[Start Provided records]
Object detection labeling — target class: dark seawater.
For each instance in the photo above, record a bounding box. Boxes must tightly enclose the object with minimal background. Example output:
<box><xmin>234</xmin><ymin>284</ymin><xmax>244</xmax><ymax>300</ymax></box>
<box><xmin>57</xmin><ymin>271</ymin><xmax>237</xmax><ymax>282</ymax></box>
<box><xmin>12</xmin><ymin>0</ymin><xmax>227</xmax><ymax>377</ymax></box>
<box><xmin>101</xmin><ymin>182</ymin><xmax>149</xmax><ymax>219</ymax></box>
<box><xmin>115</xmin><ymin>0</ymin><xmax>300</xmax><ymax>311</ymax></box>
[End Provided records]
[Start Provided records]
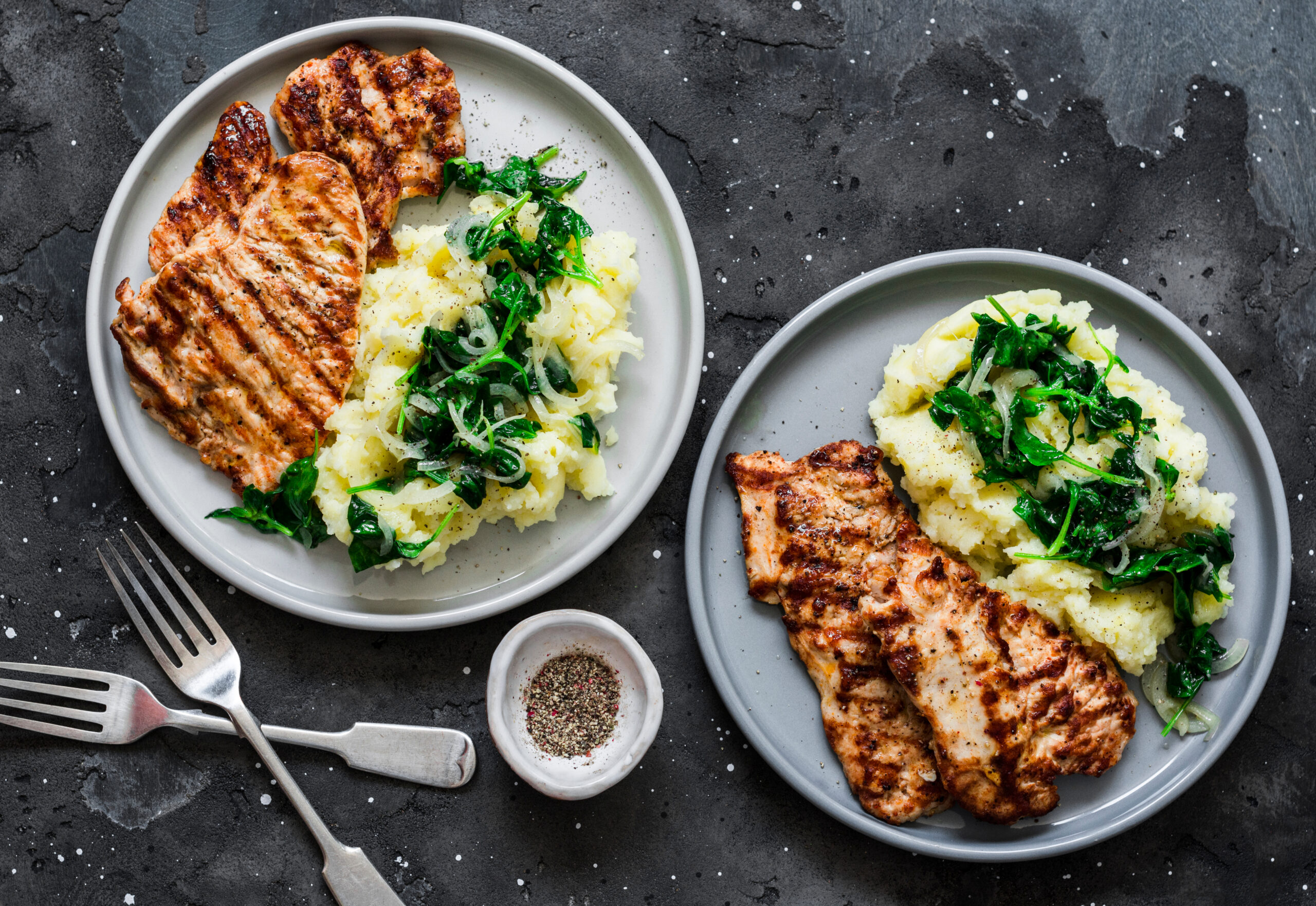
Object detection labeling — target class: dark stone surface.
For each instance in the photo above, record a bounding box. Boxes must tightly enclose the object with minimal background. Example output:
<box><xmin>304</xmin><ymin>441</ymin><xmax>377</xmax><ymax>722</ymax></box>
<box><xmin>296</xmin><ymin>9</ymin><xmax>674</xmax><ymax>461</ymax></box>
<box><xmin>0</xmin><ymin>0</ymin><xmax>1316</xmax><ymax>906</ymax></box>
[End Provided records]
• Task to complete:
Count the lines above that contain the string "class", and give only the number.

• Exercise result:
2